**Texto de origem:**
A indústria nega as provas de efeito carcinogênico em humanos, pois os testes foram feitos em animais em laboratório. Porém, outros estudos relataram casos de pessoas expostas ao DDT que apresentaram deficiências neurológicas. Beard (2006) aplicou questionários em trabalhadores expostos e não expostos ao DDT. Os trabalhadores expostos ao produto obtiveram pontuações muito mais baixas. Outros estudos destacam que a exposição pode resultar em problemas psicomotores, de humor e memória.

No ambiente, podem ser encontrados resíduos de DDT nos mais diversos ecossistemas, pois o produto pode ser transportado por longas distâncias, junto com água ou sedimentos do solo, afetando o solo, água, alimentos, animais e seres humanos. Segundo Paschoal (2019), DDT e dieltrin são os resíduos mais comuns nos solos, sendo o DDT o mais persistente e menos solúvel em água. Além disso, o produto vai se acumulando na cadeia alimentar, estando bastante presente no corpo de predadores e seres humanos. Na água, o produto é ingerido por organismos aquáticos, que são consumidos por pássaros, mamíferos e seres humanos.

Os efeitos do DDT e derivados são bastante tóxicos para organismos aquáticos, pequenas concentrações já podem matar algumas espécies. Algas verdes também são afetadas, inibindo o crescimento e fotossíntese. Peixes contaminados por DDT tiveram anormalidades reprodutivas, e animais que consumiram esses peixes, como aves, tartarugas e mamíferos também tiveram anormalidades na reprodução. Existem também alguns relatos de morte de gado após o consumo de plantas tratadas com DDT, além de relatos de morte de animais domésticos.

 

Proibição do DDT

Devido aos diversos efeitos nocivos do DDT, o produto começou a ser proibido em diversos países na década de 70, como Alemanha, Estados Unidos, Inglaterra, Canadá, Alemanha e Suécia. As proibições foram inicialmente baseadas na possibilidade de causar cancer e danos ambientais. O Brasil na época não proibiu o produto, pois o setor agropecuário e sanitaristas afirmavam que o inseticida era bastante benéfico ao país, e que a proibição poderia causar uma catástrofe na luta contra a malária.

**Registros extraídos:**
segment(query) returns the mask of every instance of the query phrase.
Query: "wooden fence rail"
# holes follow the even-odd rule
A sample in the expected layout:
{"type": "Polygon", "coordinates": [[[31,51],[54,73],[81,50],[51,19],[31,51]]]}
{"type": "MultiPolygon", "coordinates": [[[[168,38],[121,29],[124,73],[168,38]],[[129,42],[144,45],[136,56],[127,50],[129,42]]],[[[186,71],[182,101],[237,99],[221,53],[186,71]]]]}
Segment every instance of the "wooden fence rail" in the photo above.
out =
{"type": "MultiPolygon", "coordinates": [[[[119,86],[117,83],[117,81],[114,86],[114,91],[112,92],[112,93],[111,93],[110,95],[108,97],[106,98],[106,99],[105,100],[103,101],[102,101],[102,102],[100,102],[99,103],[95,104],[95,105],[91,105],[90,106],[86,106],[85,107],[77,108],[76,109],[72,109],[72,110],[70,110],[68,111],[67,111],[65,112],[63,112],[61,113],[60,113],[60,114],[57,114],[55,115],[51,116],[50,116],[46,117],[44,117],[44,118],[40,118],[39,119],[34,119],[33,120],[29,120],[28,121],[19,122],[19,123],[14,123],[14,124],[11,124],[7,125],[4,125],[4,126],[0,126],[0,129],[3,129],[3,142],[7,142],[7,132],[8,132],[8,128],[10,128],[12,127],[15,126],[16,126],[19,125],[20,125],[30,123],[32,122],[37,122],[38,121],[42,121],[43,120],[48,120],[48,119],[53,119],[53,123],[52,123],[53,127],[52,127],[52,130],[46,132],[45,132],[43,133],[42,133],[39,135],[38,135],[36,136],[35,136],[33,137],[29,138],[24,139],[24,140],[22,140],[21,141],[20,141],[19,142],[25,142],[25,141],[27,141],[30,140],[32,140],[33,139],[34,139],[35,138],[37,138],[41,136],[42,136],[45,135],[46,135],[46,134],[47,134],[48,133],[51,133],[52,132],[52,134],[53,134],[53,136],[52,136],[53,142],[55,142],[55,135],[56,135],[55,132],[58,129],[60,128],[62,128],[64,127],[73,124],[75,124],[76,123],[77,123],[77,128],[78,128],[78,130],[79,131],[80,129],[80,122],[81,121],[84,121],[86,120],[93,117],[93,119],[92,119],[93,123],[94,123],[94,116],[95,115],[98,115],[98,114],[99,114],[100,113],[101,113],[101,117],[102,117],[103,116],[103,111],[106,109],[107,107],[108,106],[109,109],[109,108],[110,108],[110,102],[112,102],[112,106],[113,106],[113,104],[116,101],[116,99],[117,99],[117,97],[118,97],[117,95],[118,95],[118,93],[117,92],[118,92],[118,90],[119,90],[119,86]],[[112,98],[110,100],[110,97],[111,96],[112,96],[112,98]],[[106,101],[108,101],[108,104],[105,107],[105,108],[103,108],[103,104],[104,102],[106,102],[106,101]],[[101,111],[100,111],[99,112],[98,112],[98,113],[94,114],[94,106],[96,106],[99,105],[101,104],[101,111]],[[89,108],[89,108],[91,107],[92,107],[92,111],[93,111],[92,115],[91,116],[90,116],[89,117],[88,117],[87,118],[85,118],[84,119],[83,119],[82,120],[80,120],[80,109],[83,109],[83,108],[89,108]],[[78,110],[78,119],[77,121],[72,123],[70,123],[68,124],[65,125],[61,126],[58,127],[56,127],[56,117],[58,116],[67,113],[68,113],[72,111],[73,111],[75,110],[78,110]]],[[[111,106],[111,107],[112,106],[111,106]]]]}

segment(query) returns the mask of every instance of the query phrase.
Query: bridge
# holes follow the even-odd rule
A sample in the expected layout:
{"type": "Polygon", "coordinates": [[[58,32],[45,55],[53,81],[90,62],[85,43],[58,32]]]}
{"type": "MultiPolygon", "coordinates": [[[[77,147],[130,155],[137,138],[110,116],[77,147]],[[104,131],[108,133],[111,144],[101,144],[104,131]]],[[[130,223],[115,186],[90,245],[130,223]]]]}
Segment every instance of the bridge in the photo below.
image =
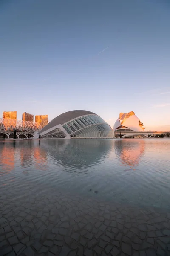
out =
{"type": "Polygon", "coordinates": [[[164,138],[170,137],[170,131],[115,131],[116,137],[119,138],[127,138],[132,136],[144,136],[148,137],[162,136],[164,138]]]}
{"type": "Polygon", "coordinates": [[[29,139],[42,128],[40,124],[36,122],[0,118],[0,139],[13,138],[15,130],[17,138],[29,139]]]}

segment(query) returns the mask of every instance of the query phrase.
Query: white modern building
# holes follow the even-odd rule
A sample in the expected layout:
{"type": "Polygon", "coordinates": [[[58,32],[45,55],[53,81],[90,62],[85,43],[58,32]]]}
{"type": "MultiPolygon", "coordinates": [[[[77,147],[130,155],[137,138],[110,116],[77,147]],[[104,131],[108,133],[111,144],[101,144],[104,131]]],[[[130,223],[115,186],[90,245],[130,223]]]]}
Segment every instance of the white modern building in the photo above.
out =
{"type": "MultiPolygon", "coordinates": [[[[74,110],[58,116],[40,131],[41,138],[113,138],[114,131],[101,117],[85,110],[74,110]]],[[[37,139],[39,132],[35,134],[37,139]]]]}
{"type": "Polygon", "coordinates": [[[114,124],[113,131],[116,132],[144,131],[145,128],[133,111],[128,113],[121,113],[114,124]]]}

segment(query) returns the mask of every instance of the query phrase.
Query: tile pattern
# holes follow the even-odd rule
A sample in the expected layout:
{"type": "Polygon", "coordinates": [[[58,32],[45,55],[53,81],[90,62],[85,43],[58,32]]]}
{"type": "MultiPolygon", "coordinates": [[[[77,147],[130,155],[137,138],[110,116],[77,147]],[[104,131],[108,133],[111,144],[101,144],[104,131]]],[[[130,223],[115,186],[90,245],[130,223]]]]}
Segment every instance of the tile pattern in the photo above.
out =
{"type": "Polygon", "coordinates": [[[168,256],[170,213],[52,189],[2,193],[0,255],[168,256]]]}

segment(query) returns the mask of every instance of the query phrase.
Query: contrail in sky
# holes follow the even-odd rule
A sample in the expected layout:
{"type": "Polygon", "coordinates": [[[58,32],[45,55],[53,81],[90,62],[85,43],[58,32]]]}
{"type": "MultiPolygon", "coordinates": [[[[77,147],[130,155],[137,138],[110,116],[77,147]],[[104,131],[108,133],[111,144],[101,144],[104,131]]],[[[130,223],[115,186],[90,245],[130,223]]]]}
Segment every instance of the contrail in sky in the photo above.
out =
{"type": "Polygon", "coordinates": [[[103,50],[102,50],[101,52],[99,52],[99,53],[97,55],[99,55],[99,54],[100,54],[100,53],[102,53],[102,52],[104,52],[105,51],[107,50],[107,49],[108,49],[109,48],[109,47],[108,46],[107,48],[105,48],[105,49],[104,49],[103,50]]]}
{"type": "Polygon", "coordinates": [[[168,94],[168,93],[170,93],[170,92],[167,92],[167,93],[162,93],[162,94],[168,94]]]}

**Item de trabalho:**
Prossiga com o texto sobre o DDT a partir da frase que encerra o trecho apresentado. A listagem não tem nenhuma relação com esta atividade.

**Resposta ao exercício:**
Em 1971, o Ministério da Agricultura proibiu a fabricação e comercialização no combate a ectoparasitas em animais domésticos e uso em pastagens. A presença de DDT na carne e leite fez com que esses produtos fossem barrados pela organização fiscal norte-americana. Porém, o DDT, junto com outros organoclorados, foram totalmente proibidos para fins agrícolas apenas em 1985, e em 1988 para campanhas de saúde pública.

Em 2001, na Convenção de Estocolmo, 122 países se comprometeram a eliminar o uso de 12 POPs (Poluentes Orgânicos Persistentes específicos), como o DDT, dieldrin e outros produtos químicos, restringindo o uso somente para casos especiais de controle de doenças, o que fez com que fossem mantidos alguns estoques do produto. Em 2009, o ex-presidente Luiz Inácio Lula da Silva baniu e proibiu em todo território nacional a importação, fabricação, exportação, armazenamento e comercialização do DDT.

 

Anderson Wolf Machado - Engenheiro Agrônomo

 

Referências:

BEARD, John. DDT and human health. Science of The Total Environment. 2006, vol. 355, nº 1 -3, p. 78 – 89.

BORSOI, A. et al. Agrotóxicos:: histórico, atualidades e meio ambiente. Acta Iguazu, Cascavel, v. 3, n. 1, p. 86-100, 1 jan. 2014.

D'AMATO, C.; TORRES, J. P. M.; MALM, O.. DDT (dicloro difenil tricloroetano): toxicidade e contaminação ambiental <FONT FACE=Symbol>-</FONT> uma revisão. Química Nova, v. 25, n. 6a, p. 995–1002, nov. 2002. 

HESS, S. C.; NODARI, R. Agrotóxicos no Brasil:: panorama dos produtos entre 2019 e 2022. Revista Ambientes em Movimento, [S. l.], p. 39-52, 1 dez. 2022.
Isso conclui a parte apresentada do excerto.